:: Recorded data

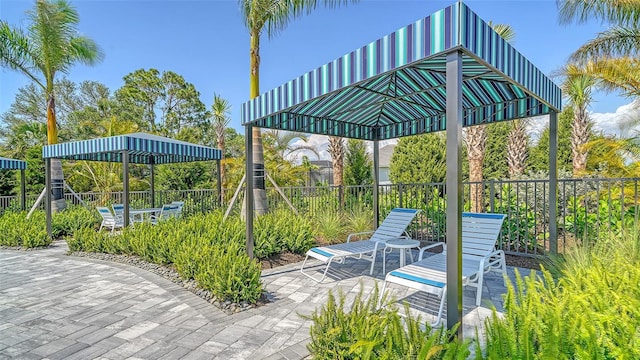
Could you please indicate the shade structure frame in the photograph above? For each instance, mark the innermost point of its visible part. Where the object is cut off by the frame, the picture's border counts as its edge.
(21, 165)
(135, 148)
(495, 83)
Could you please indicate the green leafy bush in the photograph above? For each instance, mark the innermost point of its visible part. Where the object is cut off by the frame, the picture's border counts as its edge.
(229, 273)
(17, 230)
(370, 331)
(75, 217)
(591, 311)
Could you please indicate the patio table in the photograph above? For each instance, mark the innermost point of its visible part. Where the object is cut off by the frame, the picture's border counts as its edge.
(138, 215)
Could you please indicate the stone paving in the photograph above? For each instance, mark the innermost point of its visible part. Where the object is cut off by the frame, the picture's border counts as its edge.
(60, 307)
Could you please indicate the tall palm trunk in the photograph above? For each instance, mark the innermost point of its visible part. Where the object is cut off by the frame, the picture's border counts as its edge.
(259, 188)
(223, 172)
(476, 140)
(57, 177)
(580, 131)
(517, 148)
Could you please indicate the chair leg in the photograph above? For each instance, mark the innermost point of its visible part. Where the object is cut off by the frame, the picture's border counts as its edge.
(503, 265)
(441, 307)
(324, 274)
(479, 288)
(373, 262)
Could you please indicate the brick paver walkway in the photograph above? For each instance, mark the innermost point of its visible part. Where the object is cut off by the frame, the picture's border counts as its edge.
(59, 307)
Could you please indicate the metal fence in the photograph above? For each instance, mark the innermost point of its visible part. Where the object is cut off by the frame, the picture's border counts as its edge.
(588, 208)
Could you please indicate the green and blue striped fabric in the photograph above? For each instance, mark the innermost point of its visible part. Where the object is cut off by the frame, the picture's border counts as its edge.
(12, 164)
(143, 149)
(395, 86)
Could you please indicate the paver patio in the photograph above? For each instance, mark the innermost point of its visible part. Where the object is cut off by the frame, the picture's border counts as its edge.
(56, 306)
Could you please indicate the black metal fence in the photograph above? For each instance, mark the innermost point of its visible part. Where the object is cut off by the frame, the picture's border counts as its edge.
(588, 208)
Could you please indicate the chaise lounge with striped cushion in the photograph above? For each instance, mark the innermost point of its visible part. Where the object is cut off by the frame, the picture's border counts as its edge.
(479, 236)
(393, 227)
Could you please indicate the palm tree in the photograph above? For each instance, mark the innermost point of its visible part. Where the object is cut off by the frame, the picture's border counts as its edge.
(336, 150)
(576, 88)
(50, 46)
(476, 140)
(220, 118)
(271, 16)
(517, 149)
(622, 39)
(612, 56)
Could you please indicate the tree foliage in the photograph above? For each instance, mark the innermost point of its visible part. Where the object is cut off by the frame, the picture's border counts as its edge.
(419, 159)
(358, 165)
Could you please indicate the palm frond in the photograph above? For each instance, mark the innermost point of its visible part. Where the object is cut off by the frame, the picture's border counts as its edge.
(16, 52)
(613, 11)
(617, 41)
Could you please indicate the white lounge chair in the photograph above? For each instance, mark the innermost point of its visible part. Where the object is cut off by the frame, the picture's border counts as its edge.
(109, 220)
(479, 236)
(393, 227)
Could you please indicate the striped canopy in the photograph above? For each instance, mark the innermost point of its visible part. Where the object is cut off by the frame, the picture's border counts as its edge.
(12, 164)
(395, 86)
(143, 149)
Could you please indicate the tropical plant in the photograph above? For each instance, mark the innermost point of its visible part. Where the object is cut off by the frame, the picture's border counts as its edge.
(220, 118)
(517, 148)
(576, 88)
(366, 329)
(611, 56)
(270, 16)
(50, 46)
(358, 164)
(476, 140)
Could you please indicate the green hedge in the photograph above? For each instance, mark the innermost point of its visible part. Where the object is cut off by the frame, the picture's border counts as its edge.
(370, 331)
(589, 310)
(17, 230)
(207, 249)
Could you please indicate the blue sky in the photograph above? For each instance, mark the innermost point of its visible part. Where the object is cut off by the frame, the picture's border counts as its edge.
(206, 41)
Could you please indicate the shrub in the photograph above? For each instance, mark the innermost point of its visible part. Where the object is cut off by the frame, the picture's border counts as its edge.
(591, 311)
(329, 227)
(75, 217)
(229, 273)
(370, 331)
(17, 230)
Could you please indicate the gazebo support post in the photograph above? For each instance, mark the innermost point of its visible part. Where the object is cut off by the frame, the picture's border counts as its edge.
(249, 188)
(553, 182)
(23, 191)
(47, 190)
(376, 183)
(153, 181)
(125, 186)
(218, 172)
(454, 191)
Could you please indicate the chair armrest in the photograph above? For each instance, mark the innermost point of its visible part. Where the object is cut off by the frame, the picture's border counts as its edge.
(355, 234)
(422, 250)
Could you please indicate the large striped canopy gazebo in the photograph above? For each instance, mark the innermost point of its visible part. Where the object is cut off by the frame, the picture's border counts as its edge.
(13, 164)
(446, 71)
(137, 148)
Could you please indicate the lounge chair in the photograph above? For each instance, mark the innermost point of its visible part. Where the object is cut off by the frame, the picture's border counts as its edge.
(479, 236)
(393, 227)
(109, 220)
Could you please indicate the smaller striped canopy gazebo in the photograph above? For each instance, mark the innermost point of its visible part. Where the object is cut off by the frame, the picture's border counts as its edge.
(446, 71)
(137, 148)
(13, 164)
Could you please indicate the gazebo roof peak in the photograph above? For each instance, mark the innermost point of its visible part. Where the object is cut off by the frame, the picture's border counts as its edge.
(395, 86)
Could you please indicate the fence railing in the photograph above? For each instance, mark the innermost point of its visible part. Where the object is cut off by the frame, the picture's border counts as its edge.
(588, 208)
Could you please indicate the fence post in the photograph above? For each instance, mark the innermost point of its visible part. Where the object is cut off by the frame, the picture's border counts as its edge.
(492, 195)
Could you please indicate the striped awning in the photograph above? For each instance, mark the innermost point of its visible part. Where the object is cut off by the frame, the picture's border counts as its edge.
(12, 164)
(143, 149)
(396, 85)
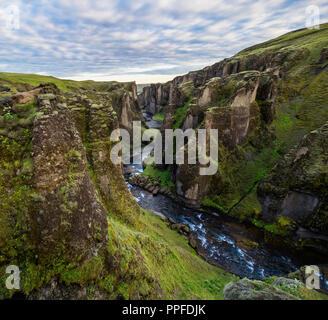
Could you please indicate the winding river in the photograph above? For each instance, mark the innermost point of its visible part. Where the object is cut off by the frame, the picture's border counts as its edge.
(219, 239)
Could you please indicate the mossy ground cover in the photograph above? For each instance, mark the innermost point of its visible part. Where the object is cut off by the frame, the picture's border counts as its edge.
(158, 176)
(301, 107)
(18, 82)
(156, 262)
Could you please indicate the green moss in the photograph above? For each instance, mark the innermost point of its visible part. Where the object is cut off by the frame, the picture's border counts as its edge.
(156, 262)
(158, 176)
(180, 115)
(159, 116)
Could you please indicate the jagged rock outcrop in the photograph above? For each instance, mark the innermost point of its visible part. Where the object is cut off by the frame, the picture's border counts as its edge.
(57, 187)
(262, 101)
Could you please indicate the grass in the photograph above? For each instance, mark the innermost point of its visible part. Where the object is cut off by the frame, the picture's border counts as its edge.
(180, 115)
(162, 177)
(160, 254)
(17, 81)
(159, 116)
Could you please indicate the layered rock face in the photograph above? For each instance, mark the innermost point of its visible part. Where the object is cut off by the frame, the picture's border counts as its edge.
(262, 101)
(297, 187)
(58, 185)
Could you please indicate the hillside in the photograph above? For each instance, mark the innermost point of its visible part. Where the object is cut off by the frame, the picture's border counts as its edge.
(263, 100)
(68, 220)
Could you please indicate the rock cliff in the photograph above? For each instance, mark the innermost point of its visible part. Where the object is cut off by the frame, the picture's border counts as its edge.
(263, 101)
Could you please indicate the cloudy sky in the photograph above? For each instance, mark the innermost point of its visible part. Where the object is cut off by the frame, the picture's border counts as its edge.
(142, 40)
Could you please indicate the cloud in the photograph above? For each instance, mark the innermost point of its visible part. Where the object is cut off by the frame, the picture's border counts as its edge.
(142, 40)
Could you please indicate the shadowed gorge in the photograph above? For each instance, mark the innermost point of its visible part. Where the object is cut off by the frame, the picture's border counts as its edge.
(80, 227)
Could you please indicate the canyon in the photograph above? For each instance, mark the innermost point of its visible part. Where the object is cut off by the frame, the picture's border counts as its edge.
(80, 227)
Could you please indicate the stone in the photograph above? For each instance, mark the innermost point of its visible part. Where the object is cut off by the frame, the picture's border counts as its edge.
(254, 290)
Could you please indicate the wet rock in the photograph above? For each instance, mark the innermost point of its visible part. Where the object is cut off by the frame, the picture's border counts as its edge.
(192, 242)
(254, 290)
(4, 88)
(247, 244)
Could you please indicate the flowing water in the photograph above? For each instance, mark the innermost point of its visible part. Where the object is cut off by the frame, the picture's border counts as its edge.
(219, 239)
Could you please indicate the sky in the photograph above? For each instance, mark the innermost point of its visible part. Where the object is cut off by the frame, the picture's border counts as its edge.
(145, 41)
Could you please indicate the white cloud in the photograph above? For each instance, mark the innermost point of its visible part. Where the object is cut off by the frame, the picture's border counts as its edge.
(141, 39)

::::

What the exercise asks
Copy exactly, please, the span of lines that begins at the line with "Could you please indicate the flowing" and ends at the last line of the data, both included.

Solution for this exercise
Could you please indicate the flowing water in the photograph above? For each instance, mark the innermost point of its visible part. Where the object is cut off by the frame, the picture's border counts as its edge.
(219, 239)
Could you please indicate the sky in the photograph above? For each instance, mark the innermost point of its visible part. Where the object is cut off by the frame, the picture's border counts as its edge.
(145, 41)
Could you please indicate the white cloud in the photograph above? For each instance, mark the innermost point of its visible part. Where the object is cut off by the frame, the picture's border counts as its edge.
(141, 39)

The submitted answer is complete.